***** EXERCISE MATERIALS *****

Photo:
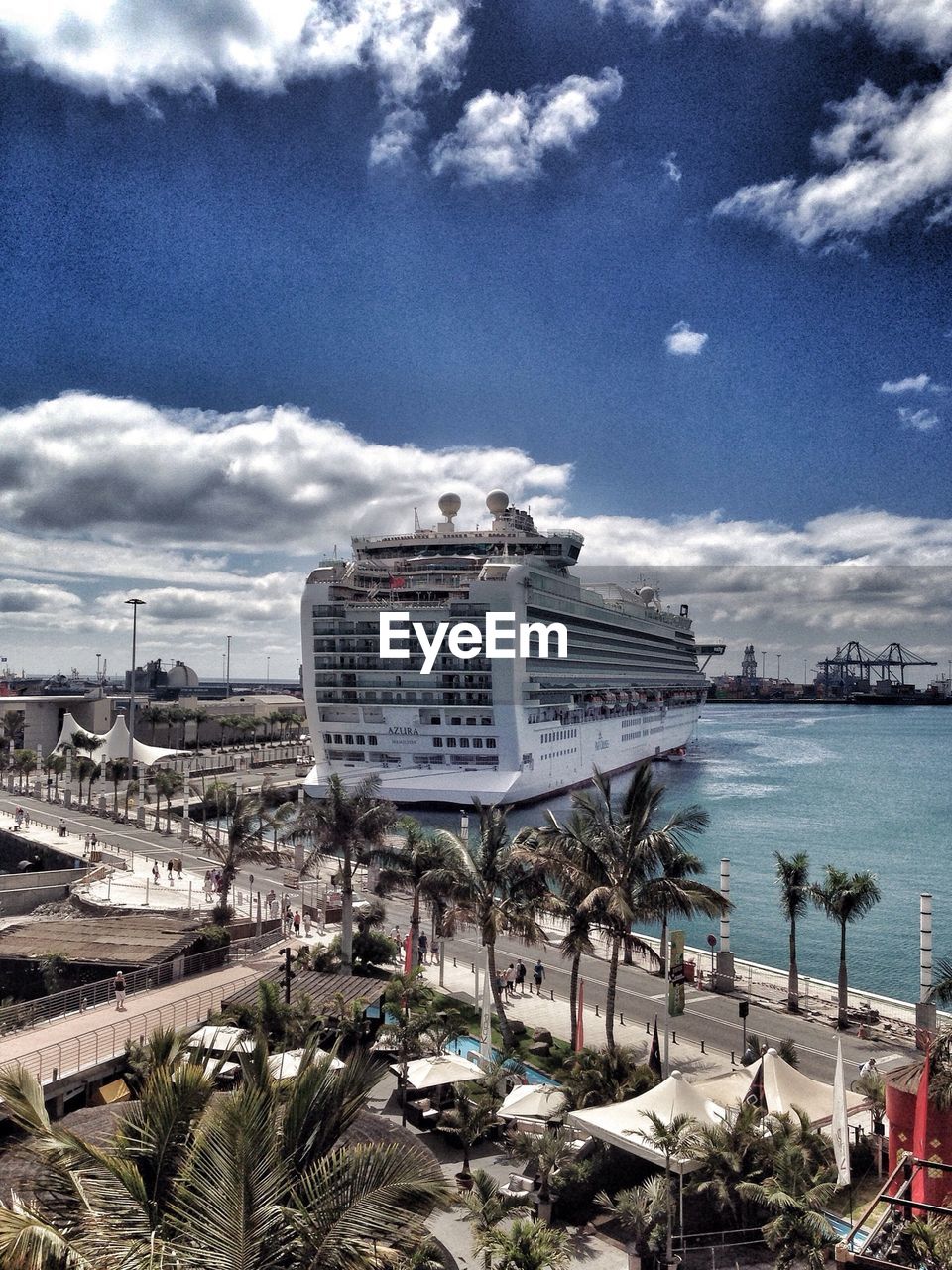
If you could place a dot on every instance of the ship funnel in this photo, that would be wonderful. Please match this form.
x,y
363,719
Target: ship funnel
x,y
449,504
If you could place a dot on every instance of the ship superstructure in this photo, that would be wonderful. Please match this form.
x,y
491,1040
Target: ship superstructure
x,y
500,729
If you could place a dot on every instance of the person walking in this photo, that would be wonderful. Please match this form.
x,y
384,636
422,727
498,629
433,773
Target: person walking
x,y
538,974
521,976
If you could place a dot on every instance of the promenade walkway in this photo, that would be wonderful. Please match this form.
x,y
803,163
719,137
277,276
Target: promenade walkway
x,y
80,1043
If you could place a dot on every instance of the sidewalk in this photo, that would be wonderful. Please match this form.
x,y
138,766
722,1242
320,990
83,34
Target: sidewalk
x,y
542,1011
79,1043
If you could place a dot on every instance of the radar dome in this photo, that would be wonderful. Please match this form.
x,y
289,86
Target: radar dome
x,y
449,504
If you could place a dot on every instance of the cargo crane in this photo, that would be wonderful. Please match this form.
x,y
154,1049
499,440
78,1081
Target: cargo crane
x,y
852,666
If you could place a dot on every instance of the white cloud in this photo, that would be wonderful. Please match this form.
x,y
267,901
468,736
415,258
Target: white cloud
x,y
128,49
893,157
397,136
914,384
506,136
670,167
214,520
684,341
923,420
921,24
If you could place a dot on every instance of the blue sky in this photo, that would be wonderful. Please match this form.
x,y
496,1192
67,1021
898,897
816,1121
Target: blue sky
x,y
671,271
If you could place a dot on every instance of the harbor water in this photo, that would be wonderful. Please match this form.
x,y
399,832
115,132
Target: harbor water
x,y
861,788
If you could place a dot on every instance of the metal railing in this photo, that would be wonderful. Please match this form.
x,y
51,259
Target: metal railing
x,y
89,996
75,1055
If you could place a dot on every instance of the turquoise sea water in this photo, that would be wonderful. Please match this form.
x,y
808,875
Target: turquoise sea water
x,y
856,786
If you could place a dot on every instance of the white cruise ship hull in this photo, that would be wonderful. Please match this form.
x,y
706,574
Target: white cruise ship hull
x,y
561,766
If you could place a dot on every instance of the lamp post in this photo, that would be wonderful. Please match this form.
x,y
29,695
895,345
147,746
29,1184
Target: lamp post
x,y
132,705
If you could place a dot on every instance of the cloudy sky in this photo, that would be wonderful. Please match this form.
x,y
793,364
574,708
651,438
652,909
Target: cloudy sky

*****

**ACTIVITY:** Which lines of the data include the word "cloudy"? Copy each one.

**ANSWER TO THIS PROBLEM:**
If you could place a dot on every instance of the cloudy sky in this photo, that would be wonderful. Please match this form.
Target: cloudy sky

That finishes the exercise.